++++ Source data

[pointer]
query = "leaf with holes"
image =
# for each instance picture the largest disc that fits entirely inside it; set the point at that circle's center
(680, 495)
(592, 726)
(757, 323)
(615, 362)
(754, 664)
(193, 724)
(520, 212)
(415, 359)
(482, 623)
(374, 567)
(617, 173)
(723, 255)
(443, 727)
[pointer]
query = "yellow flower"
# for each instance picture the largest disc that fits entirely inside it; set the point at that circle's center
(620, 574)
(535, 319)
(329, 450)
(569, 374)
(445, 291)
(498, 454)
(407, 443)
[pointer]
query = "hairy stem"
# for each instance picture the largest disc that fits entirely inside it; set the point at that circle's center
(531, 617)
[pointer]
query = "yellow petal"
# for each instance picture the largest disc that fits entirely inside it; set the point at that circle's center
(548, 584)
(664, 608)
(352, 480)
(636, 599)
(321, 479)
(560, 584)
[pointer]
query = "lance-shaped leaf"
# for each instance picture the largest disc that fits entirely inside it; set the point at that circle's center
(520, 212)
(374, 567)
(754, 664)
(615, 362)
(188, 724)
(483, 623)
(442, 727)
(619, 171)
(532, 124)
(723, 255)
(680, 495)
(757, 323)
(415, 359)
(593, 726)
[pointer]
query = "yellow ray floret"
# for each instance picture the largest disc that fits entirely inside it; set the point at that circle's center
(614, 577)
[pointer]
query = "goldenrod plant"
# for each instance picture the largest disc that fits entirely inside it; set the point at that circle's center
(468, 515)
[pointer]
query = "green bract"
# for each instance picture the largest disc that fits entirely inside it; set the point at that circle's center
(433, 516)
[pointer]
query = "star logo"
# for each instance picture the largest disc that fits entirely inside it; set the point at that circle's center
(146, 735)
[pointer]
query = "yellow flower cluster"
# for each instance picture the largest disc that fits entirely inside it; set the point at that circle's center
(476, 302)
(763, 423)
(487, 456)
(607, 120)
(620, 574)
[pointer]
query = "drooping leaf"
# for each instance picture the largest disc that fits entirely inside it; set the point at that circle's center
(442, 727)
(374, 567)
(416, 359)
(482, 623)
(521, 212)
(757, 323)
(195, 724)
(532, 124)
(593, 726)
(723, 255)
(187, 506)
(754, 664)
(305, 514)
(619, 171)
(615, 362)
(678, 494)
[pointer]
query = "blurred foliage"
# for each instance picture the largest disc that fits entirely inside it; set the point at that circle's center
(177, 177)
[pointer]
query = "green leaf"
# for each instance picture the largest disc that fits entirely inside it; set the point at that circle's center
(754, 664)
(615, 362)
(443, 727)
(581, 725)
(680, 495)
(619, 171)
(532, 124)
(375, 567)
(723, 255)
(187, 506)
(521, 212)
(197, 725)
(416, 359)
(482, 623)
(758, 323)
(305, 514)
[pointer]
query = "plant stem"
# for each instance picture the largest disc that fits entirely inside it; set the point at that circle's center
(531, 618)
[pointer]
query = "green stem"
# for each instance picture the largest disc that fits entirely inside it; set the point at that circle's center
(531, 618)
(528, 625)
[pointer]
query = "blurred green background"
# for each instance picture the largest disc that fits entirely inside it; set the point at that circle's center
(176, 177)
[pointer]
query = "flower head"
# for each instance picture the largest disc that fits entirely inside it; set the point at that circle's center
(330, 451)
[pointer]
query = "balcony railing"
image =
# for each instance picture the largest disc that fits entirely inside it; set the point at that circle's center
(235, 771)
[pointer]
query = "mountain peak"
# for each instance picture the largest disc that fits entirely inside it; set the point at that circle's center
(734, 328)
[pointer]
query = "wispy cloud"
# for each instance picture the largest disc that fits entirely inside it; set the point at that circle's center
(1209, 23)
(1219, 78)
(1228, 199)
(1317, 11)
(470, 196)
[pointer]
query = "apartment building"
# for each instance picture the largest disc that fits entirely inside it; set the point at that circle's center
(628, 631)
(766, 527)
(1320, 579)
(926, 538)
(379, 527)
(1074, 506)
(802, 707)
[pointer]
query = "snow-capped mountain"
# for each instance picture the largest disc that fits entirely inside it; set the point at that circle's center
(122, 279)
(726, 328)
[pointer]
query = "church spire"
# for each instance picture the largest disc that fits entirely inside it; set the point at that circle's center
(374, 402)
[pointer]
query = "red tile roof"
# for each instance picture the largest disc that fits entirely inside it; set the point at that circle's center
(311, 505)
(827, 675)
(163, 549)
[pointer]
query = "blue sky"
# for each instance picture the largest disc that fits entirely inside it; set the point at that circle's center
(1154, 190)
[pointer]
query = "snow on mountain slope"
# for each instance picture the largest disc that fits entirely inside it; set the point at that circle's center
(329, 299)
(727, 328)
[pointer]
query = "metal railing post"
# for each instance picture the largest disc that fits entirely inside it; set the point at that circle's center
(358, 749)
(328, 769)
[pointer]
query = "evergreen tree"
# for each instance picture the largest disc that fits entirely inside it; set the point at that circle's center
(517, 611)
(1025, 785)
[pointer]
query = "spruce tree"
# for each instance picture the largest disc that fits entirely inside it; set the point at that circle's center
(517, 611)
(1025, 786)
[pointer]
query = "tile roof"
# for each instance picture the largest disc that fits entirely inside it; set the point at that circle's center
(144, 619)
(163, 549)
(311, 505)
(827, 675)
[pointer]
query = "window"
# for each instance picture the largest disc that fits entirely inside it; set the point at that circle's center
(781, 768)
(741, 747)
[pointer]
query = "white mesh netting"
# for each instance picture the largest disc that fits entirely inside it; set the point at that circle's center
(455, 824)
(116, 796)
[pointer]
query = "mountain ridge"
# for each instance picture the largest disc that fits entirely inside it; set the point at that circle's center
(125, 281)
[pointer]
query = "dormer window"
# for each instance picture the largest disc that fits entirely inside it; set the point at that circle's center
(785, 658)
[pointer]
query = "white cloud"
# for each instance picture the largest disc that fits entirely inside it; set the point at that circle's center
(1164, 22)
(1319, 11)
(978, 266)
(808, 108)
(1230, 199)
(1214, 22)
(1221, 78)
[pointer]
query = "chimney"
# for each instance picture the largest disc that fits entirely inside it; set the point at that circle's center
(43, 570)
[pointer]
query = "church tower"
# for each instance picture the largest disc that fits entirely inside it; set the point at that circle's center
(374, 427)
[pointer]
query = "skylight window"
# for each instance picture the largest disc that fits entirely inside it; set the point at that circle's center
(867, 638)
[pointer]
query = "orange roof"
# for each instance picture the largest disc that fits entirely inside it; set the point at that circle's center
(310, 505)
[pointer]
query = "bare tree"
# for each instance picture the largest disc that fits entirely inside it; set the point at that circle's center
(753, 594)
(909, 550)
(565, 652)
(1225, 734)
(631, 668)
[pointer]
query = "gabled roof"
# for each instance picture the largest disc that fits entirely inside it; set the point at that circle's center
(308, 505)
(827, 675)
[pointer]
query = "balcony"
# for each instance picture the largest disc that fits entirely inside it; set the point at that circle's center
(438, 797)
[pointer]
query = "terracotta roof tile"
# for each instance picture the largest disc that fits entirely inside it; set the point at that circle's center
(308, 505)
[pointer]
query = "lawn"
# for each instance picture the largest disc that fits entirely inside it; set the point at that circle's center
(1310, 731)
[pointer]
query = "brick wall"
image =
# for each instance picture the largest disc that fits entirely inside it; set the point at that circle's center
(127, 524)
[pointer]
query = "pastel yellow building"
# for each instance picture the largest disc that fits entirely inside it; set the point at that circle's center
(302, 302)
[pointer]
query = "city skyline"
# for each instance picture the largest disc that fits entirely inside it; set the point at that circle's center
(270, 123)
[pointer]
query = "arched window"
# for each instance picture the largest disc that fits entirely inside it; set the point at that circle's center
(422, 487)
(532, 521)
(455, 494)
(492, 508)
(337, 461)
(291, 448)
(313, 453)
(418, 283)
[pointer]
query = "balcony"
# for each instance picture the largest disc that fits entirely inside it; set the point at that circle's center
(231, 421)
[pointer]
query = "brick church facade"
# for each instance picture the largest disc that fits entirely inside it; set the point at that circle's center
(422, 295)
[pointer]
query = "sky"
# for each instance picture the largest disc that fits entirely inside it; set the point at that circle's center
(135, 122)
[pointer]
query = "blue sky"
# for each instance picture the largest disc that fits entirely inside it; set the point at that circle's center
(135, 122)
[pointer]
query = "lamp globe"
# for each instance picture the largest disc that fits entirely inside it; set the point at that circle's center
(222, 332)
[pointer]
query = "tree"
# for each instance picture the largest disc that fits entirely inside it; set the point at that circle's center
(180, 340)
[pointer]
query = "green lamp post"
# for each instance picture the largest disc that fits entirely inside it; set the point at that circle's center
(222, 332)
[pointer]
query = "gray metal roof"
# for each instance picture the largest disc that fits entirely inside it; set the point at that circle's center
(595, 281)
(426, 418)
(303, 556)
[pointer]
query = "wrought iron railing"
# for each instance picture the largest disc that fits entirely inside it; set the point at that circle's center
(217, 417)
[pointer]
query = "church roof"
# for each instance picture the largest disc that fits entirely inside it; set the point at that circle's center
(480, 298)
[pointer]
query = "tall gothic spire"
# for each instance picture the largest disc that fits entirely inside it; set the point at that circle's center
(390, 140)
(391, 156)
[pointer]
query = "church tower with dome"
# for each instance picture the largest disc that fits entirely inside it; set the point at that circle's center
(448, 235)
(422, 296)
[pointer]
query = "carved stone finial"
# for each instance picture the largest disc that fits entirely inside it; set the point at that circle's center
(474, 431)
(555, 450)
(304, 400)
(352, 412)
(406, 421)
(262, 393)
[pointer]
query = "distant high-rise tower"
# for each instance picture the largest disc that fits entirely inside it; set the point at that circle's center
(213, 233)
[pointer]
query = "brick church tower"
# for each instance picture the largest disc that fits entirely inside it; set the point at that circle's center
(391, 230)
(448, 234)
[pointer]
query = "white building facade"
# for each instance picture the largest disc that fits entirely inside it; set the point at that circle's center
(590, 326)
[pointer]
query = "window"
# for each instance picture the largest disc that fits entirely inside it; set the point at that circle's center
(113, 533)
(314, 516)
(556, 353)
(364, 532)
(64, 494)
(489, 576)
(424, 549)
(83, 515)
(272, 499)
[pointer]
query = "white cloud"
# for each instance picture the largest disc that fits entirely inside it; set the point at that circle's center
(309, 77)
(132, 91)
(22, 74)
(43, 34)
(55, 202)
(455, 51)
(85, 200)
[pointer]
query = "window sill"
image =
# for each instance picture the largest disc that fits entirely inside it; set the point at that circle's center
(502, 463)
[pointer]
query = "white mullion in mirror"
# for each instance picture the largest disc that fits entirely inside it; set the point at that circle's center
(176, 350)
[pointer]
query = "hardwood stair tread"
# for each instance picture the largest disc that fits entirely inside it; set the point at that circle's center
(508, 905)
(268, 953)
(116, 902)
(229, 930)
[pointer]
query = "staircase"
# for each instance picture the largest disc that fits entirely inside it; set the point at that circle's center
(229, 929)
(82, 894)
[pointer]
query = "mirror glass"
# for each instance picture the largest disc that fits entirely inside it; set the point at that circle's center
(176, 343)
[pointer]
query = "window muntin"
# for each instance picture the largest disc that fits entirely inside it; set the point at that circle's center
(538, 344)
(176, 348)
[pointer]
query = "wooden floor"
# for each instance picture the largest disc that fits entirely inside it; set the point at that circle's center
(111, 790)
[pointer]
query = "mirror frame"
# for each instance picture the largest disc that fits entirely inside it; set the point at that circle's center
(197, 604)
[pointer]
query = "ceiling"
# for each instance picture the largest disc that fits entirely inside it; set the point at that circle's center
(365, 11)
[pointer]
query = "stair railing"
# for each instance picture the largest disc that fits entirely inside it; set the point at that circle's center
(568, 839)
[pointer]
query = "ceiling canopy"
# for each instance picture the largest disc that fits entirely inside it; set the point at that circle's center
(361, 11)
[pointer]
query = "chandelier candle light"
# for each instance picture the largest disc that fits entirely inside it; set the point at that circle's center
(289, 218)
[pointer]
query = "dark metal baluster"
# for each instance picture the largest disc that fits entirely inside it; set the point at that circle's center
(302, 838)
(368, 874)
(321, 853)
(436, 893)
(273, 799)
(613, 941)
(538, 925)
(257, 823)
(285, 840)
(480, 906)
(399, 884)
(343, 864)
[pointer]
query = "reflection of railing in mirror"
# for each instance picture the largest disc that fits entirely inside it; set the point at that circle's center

++++++++

Identify every line in the items above that contains the word "mountain", and copy each of those lines.

query = "mountain peak"
query = "snow-capped mountain"
query = "snow on mountain slope"
query = "mountain ridge"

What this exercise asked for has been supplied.